● **Text block**:

────────────────────

Place analytical_cui_CORPUSNAME_concepts.csv
files in desired data directory and change data_dir
attribute accordingly in first cell.
Anaconda python version 3.7.x should contain most libraries need for this.
Some special libraries include:
- cassis (needed to parse UIMA CAS objects into JSON for use in python; (if needed, install from the dkpro github instance)
- pymsql
- pythonds (for use of parse tree data structures and methods)
We use the operator |
to represent a Boolean OR operation (or union: ∪) and &
to represent a Boolean AND oepration (or intersection: ∩)
Initial optimizations to NLP-Ensemble-Explorer, including use of memozie caching, sped up processing time very significantly, it could still be optimized further. For example, run time for all corpora and all semantic aggregations was over 5 hours.
For the current release version of NLP-Ensemble-Explorer, we were not able to account for all cases of logical equivalence. While we we able to account for simple cases like (A∪B) = (B∪A), we were not able to exclude cases like (((A∩B)∪C)∪(D∩E)) = (((D∩E)∪C)∪(A∩B)), which could potential decrease total run time. To account for these cases in various analyses, we used the Pandas “drop_duplicates” method.
Choice of Annotation Type for grouping cTAKES concepts was a convenience over use of the available TUI, especially since it mapped directly to the groupings defined for all corpora. An examination of TUIs associated with specific Annotation Type aggregation in cTAKES confirms that there is a slight advantage of the use of this over use of TUIs, since a number of TUIs mapped by cTAKES to the annotation types DiseaseDisordermention and SignSymptomMention were classified within the UMLS in semantic groups not covered by any of the corpora (specifically, Activities & Behaviors, Phenomena and Physiology), but were properly classified by cTAKES.
BioMedICUS uses a tiered scoring technique for matching UMLS concepts to phrases by first performing direct dictionary phrase matches, second by lower-cased dictionary phrase matches, and lastly using a discontinuous bag of SPECIALIST normalized terms matches.

────────────────────

● **Stored data entries**:
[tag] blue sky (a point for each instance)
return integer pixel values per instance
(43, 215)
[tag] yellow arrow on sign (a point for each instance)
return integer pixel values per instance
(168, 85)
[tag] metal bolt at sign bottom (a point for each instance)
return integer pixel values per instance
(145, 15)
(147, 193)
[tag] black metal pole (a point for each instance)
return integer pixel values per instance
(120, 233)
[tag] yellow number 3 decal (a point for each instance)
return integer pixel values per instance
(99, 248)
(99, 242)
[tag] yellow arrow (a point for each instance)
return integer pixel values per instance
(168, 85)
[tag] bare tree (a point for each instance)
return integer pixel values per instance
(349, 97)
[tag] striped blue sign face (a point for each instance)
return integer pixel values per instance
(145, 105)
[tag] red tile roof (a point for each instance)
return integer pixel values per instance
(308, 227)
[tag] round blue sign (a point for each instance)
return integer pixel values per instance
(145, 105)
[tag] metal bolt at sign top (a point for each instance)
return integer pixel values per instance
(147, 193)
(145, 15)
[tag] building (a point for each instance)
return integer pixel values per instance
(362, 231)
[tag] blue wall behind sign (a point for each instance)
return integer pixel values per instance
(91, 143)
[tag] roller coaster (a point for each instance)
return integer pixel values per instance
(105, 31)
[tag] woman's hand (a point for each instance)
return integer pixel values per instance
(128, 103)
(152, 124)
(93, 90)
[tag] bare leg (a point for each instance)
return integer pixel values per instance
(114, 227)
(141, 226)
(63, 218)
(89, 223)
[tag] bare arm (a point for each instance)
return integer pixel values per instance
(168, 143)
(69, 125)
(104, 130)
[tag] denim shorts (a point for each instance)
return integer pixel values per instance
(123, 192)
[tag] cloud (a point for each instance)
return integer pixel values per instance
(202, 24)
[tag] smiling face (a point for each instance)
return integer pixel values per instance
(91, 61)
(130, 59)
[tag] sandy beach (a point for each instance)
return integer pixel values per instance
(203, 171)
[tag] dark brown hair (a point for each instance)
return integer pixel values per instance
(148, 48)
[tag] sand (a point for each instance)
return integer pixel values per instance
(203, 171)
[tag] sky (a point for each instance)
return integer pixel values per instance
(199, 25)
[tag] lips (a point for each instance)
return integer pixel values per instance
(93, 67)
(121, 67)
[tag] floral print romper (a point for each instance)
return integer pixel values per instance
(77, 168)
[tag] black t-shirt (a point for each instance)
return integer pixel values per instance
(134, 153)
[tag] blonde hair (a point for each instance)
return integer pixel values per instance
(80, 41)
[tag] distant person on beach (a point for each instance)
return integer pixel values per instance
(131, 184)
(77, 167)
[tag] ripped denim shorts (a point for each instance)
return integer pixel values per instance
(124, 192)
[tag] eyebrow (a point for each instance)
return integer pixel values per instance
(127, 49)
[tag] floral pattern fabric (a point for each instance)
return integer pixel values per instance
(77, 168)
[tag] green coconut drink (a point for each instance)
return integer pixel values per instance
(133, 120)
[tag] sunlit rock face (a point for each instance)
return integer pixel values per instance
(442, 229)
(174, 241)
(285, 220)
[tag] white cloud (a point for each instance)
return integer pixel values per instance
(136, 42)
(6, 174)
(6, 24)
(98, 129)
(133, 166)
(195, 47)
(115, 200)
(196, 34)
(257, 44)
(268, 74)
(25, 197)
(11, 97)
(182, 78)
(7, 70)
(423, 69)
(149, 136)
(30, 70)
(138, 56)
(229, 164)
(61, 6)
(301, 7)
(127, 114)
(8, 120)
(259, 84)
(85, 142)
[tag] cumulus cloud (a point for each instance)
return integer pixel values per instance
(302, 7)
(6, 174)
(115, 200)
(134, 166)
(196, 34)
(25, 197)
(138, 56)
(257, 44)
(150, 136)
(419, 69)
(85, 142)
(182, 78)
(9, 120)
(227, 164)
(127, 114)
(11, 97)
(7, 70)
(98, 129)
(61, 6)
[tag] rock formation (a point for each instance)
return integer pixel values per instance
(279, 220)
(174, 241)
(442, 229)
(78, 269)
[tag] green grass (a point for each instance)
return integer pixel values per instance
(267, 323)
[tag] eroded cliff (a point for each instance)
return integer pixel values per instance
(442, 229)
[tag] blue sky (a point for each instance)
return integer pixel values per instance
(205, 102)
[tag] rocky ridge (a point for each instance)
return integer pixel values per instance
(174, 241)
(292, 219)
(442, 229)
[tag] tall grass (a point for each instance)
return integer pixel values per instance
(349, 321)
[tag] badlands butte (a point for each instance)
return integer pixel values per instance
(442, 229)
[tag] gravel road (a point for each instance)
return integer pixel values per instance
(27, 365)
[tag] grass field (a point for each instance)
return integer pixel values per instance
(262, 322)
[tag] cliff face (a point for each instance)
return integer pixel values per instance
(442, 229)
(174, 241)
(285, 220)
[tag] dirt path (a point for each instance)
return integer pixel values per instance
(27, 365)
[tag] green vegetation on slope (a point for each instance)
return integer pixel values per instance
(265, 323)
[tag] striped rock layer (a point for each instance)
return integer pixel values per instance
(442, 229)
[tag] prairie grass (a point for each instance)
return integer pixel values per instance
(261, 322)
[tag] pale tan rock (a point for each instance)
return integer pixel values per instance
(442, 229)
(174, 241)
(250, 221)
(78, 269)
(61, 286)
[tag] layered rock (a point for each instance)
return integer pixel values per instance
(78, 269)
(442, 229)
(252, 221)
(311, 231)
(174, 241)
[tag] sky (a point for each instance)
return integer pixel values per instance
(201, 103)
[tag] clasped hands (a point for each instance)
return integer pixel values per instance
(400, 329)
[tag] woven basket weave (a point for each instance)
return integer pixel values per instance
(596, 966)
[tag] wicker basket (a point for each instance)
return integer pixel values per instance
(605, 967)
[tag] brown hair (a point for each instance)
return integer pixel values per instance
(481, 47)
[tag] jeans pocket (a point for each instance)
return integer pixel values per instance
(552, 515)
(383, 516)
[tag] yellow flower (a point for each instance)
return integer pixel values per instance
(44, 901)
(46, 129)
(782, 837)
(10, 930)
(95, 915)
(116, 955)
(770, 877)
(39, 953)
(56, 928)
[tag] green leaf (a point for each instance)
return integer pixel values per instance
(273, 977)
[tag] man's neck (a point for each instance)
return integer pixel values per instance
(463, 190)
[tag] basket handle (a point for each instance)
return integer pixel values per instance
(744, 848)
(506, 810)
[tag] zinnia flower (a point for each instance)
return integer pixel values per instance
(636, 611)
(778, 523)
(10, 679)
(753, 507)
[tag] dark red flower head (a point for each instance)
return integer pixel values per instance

────────────────────

● **Goal of the exercise**:
Continue the NLP-Ensemble-Explorer notes from the last sentence shown.

● **Answer to this exercise**:
cTAKES matches UMLS concepts to phrases, by each phrase’s lexical and non-lexical permutations and variations against concepts in a dictionary and a list of maintained terms.[1]
CLAMP matches UMLS concepts to phrases using the BM25 algorithm for UMLS lookup to find candidates concepts from the UMLS and then apply RankSVM to rank those candidates, from which the top ranked concept is selected.
MetaMap uses a shallow parser to generate candidate phrases then, for each candidate phrase, many lexical variations are generated; finally, each phrase is then assigned a score based on its distance to concepts in the UMLS.[2] For this study, we did not use word sense disambiguation.
Lastly, QuickUMLS generates and validates all possible sequences for each token in the document, then using an indexing algorithm to determine if a string in the UMLS is similar to a candidate set of tokens, it returns the matching set with a similarity measure based on the given threshold. Larger values of α increase precision but decrease recall; the opposite holds true for smaller values of α.[3]
References:
1 Savova GK, Masanz JJ, Ogren PV, et al. Mayo clinical Text Analysis and Knowledge Extraction System (cTAKES): architecture, component evaluation and applications. J Am Med Inform Assoc JAMIA 2010;17 5:507–13.
2 Aronson A, Lang F-M. An Overview of MetaMap: Historical Perspective and Recent Advances. J Am Med Inform Assoc JAMIA 2010;17:229–36. doi:10.1136/jamia.2009.002733
3 Soldaini L, Goharian N. QuickUMLS: a fast, unsupervised approach for medical concept extraction. Proc Med Inf Retr MedIR Workshop SIGIR 2016;:4.